■ Text provided
- Conference: Big Sky Conference
- Record: 5–6 (3–4 Big Sky)
- Head coach: Skip Hall (6th season);
- Defensive coordinator: Jim Fleming (3rd season)
- Home stadium: Bronco Stadium

= 1992 Boise State Broncos football team =

American college football season

The 1992 Boise State Broncos football team represented Boise State University in the 1992 NCAA Division I-AA football season. The Broncos competed in the Big Sky Conference and played their home games at Bronco Stadium in Boise, Idaho. Led by sixth-year head coach Skip Hall, Boise State finished the season 5–6 overall and 3–4 in conference.

Hall resigned following BSU's eleventh consecutive loss to rival Idaho, and he became the defensive coordinator at Missouri.

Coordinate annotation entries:
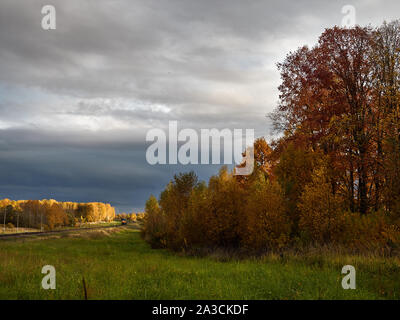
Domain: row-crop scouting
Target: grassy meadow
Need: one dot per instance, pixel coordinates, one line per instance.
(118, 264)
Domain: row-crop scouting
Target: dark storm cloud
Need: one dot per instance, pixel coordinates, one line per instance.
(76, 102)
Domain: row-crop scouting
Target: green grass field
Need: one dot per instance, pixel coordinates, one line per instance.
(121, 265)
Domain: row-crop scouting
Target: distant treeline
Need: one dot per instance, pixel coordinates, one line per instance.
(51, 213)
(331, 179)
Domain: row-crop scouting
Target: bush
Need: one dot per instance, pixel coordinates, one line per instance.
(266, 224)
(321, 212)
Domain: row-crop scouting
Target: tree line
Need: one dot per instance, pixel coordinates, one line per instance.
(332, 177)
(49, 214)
==
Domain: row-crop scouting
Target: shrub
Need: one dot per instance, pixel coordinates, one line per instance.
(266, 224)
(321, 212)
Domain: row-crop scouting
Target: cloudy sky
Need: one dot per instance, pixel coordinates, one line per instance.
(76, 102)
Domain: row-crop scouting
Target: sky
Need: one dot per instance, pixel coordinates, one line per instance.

■ Stated goal A
Using the 1992 Boise State football text, say whether each statement agrees with it: (i) Boise State went 3–4 in conference play; (ii) the Broncos played their home games in Moscow, Idaho; (iii) after resigning, Hall became the defensive coordinator at Missouri. Answer yes or no for each and quote the deciding words.
■ Stated goal B
In the 1992 Boise State football text, rewrite the paragraph beginning "The 1992 Boise State Broncos football team represented" as a short list that keeps its main facts.

■ Task result A
(i) Yes: "finished the season 5–6 overall and 3–4 in conference"
(ii) No: "played their home games at Bronco Stadium in Boise, Idaho"
(iii) Yes: "he became the defensive coordinator at Missouri"

■ Task result B
- Team: 1992 Boise State Broncos, representing Boise State University
- Season: 1992 NCAA Division I-AA
- Conference: Big Sky
- Home games: Bronco Stadium in Boise, Idaho
- Head coach: Skip Hall, in his sixth year
- Record: 5–6 overall, 3–4 in conference